Stored records

::::

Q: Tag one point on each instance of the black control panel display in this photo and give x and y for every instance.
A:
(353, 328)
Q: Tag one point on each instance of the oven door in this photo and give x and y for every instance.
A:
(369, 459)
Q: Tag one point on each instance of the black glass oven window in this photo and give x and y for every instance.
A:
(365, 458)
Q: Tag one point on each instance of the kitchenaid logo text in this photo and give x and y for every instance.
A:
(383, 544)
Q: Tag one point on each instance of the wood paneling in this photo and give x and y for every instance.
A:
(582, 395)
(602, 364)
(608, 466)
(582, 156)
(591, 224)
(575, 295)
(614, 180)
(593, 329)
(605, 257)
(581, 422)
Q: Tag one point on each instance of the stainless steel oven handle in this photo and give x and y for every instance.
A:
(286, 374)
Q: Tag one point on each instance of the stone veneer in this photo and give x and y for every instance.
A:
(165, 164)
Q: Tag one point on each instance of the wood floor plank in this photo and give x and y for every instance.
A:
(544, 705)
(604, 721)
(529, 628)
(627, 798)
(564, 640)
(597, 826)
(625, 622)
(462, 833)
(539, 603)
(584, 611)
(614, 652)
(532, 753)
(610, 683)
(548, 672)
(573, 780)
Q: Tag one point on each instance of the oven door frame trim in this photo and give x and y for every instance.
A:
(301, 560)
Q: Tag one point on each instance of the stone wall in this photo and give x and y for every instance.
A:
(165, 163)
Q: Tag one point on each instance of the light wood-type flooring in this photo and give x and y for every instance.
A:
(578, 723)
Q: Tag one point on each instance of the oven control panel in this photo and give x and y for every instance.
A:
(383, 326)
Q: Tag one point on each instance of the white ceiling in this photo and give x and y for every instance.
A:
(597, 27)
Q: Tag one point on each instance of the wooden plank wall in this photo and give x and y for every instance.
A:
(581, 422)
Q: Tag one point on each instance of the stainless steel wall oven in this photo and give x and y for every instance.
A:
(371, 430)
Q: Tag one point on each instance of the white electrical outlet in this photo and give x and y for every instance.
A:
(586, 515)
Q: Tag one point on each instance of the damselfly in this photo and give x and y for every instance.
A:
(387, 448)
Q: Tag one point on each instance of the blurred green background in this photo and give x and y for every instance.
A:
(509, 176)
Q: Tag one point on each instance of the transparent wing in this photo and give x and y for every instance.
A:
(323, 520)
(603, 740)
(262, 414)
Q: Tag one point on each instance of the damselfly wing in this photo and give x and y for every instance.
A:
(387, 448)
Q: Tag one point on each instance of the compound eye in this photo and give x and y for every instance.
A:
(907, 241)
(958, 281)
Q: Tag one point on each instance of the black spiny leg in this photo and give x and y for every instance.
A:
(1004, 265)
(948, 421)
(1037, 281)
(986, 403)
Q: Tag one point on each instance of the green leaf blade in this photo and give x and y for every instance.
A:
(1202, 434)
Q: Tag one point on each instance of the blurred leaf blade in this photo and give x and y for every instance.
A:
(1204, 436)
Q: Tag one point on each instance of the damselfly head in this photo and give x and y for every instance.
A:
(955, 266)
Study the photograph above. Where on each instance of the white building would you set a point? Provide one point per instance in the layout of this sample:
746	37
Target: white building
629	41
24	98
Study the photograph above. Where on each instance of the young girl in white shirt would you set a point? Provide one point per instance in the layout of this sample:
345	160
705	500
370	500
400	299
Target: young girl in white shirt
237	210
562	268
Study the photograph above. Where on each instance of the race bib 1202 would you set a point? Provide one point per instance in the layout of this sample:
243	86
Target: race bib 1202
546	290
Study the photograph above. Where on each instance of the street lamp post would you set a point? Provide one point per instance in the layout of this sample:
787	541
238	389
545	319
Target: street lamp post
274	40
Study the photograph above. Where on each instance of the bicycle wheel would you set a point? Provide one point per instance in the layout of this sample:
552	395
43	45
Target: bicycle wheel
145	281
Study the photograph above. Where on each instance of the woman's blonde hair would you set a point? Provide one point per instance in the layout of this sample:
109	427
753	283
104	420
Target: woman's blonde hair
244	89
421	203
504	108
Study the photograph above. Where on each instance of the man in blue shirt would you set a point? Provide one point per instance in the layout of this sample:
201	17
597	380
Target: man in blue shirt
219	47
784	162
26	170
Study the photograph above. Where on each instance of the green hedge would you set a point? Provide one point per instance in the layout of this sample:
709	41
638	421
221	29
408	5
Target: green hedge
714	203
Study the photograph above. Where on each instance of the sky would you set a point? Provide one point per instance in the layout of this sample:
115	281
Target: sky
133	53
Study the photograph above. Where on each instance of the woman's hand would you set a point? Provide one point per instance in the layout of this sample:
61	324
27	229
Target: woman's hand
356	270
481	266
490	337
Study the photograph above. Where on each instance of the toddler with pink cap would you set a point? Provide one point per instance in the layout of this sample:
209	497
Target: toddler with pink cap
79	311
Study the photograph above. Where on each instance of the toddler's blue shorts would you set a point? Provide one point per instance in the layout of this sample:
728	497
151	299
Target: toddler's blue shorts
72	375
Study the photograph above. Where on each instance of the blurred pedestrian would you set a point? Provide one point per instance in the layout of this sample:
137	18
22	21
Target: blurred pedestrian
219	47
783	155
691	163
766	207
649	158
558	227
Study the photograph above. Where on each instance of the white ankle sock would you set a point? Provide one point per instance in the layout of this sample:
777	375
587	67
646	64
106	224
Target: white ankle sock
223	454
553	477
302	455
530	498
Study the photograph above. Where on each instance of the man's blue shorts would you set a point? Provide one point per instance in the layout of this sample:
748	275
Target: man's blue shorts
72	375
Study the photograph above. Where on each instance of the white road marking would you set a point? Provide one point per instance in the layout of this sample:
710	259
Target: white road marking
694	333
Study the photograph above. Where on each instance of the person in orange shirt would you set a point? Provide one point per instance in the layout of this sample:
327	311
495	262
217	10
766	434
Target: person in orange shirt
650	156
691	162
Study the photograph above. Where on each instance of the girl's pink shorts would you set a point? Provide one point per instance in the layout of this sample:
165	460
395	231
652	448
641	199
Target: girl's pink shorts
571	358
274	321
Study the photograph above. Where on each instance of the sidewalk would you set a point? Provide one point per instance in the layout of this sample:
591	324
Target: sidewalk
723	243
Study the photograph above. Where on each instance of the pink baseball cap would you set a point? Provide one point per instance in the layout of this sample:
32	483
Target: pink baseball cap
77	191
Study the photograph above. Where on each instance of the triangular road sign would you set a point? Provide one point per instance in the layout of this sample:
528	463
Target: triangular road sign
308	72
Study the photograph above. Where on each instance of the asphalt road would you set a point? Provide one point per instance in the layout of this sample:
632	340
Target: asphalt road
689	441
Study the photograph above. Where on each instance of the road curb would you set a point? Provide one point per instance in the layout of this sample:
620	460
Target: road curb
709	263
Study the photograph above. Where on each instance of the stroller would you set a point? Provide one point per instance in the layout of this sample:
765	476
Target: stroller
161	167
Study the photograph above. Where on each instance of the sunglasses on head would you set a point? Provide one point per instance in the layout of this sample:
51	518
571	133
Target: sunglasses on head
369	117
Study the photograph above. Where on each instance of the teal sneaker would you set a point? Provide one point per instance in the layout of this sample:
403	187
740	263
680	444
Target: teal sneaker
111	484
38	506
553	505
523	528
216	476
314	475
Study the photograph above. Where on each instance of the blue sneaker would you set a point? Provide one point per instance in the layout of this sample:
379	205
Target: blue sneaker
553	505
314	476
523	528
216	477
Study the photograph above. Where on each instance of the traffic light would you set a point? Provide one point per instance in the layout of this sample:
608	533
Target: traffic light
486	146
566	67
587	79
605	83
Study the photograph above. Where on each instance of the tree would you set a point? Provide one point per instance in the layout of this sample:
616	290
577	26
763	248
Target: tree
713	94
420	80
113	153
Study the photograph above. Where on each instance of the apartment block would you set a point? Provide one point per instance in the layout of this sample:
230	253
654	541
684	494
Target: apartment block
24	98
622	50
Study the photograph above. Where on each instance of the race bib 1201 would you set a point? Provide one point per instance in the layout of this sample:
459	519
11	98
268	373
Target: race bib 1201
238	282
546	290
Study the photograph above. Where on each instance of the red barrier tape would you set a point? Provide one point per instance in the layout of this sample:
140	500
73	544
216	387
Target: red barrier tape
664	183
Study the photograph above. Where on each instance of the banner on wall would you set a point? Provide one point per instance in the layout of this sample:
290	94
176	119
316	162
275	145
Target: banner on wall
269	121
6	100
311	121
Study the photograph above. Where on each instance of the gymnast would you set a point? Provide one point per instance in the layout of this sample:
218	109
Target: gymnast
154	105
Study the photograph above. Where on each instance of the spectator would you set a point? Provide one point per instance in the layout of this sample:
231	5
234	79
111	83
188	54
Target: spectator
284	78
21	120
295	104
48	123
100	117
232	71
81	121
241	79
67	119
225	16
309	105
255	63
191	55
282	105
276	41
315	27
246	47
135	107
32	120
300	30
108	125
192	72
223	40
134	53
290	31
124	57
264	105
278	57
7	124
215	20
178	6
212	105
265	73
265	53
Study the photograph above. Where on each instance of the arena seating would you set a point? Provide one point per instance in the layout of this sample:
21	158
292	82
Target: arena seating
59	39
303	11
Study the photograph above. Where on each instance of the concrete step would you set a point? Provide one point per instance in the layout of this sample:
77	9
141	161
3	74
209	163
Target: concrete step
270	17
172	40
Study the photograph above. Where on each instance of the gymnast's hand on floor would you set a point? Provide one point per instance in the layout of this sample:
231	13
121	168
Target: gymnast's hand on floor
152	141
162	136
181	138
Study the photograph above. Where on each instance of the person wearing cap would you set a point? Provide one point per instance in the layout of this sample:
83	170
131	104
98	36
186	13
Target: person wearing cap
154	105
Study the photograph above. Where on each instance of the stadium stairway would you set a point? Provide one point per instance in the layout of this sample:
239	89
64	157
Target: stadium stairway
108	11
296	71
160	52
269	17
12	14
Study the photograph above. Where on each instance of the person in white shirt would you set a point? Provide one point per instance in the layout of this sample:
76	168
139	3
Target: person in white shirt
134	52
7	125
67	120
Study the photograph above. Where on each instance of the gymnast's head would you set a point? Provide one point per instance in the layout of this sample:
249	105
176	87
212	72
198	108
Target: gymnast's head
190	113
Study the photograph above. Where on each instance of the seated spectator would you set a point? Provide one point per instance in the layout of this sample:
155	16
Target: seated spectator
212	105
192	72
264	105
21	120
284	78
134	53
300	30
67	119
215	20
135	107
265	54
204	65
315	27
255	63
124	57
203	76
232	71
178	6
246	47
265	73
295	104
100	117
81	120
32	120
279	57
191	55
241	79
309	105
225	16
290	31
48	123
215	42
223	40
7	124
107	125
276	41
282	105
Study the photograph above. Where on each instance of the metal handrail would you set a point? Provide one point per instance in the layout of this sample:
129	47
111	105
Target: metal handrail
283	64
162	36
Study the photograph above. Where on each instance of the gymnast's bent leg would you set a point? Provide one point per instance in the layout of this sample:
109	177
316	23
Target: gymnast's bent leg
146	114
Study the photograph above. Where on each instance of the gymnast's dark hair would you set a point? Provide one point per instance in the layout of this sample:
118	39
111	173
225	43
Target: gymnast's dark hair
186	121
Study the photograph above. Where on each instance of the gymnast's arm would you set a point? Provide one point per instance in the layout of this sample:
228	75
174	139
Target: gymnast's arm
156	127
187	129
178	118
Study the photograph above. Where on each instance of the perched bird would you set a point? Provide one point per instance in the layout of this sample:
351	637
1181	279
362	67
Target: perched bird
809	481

::::

**Exercise objective:**
Transcribe exactly, and only, the lines from the one bearing "the gymnast's bent" through the last line of the entries, counting both.

**Answer for the task:**
Study the photograph above. Where on each instance of the gymnast's bent leg would you set a point? Provide one point per instance in the layout of this sample:
109	177
316	23
Target: gymnast's bent leg
146	114
Study the photograph above. Where on each instance of the gymnast's dark hair would you set a point? Provide one point per instance in the layout of this sample:
118	39
111	173
225	43
Target: gymnast's dark hair
186	121
Study the photograph above. Where on each instance of the gymnast's arm would you set a point? Provide one point per instance in the layout of this sample:
228	75
174	139
Target: gymnast's arm
156	127
187	129
178	118
Study the photograph above. Where on each instance of the perched bird would you set a point? Provide one point per instance in the layout of this sample:
351	637
1181	279
362	67
Target: perched bird
809	481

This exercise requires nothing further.